Document extract:
##########
Doing Research Without Doing Research

Posted on April 3, 2015 by Marko Dimjašević

One thing that has baffled me ever since I started with my PhD is the way many do research and the rest of the research community seems to be fine with it. In particular, I’m referring to computer science — although this observation easily applies to other domains — where one can publish a research paper without publishing all information about their experiments, namely research artifacts.

Most of the time it is so easy to release all the information — be it by posting data, an experiment program’s source code and instructions online, by providing virtual machines for download, etc. Yet, it is optional to do research while doing research — one can for example choose not to release the source code of the program they used to empirically confirm their theoretical results. This removes science from such research work — the reader of the paper can only trust the paper’s authors. My hunch is that science shouldn’t be about taking someone’s word. Yes, experimental setups are usually described to some extent in papers, but due to a page limit it is not possible to include everything. Even more, sometimes the program is a result of 10 or more years of software engineering and expecting the reader to reconstruct it to confirm the results in the paper is ridiculous. Anyone that has worked even for a little while with software is aware that in software development things can go wrong in so many ways, and this is especially the case with research software. Because of that, the only honest thing to do is to publish all such research artifacts. Therefore, not publishing the artifacts should serve as an alarm to the research community that paper authors have something to hide.
##########
Listed entries:
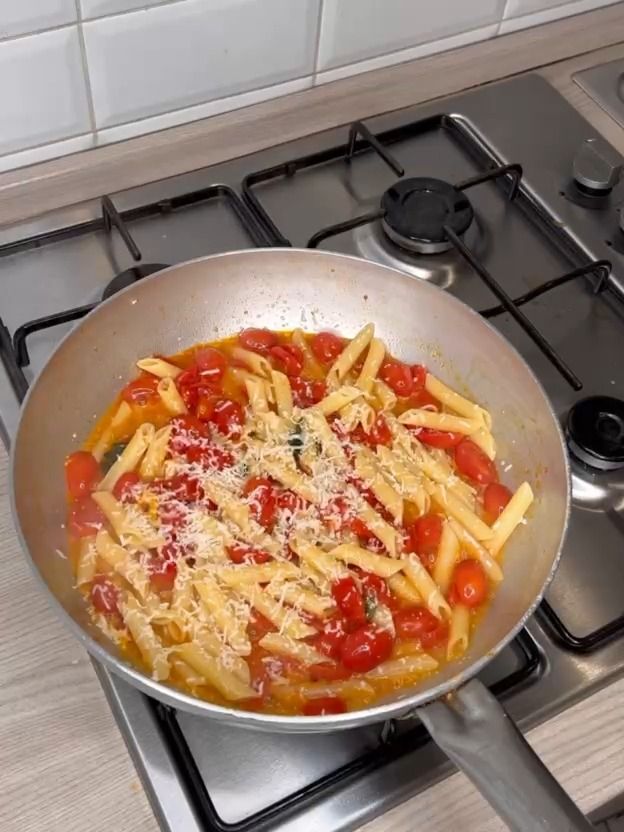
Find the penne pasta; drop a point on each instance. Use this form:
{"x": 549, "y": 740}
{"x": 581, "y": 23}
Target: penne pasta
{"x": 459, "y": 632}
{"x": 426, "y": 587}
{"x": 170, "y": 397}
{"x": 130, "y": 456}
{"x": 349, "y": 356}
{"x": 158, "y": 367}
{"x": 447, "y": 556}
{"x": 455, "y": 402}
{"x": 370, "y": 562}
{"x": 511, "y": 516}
##########
Copy the passage of the blog post on publishing research artifacts between "One thing that" and "namely research artifacts.", inclusive, word for word.

One thing that has baffled me ever since I started with my PhD is the way many do research and the rest of the research community seems to be fine with it. In particular, I’m referring to computer science — although this observation easily applies to other domains — where one can publish a research paper without publishing all information about their experiments, namely research artifacts.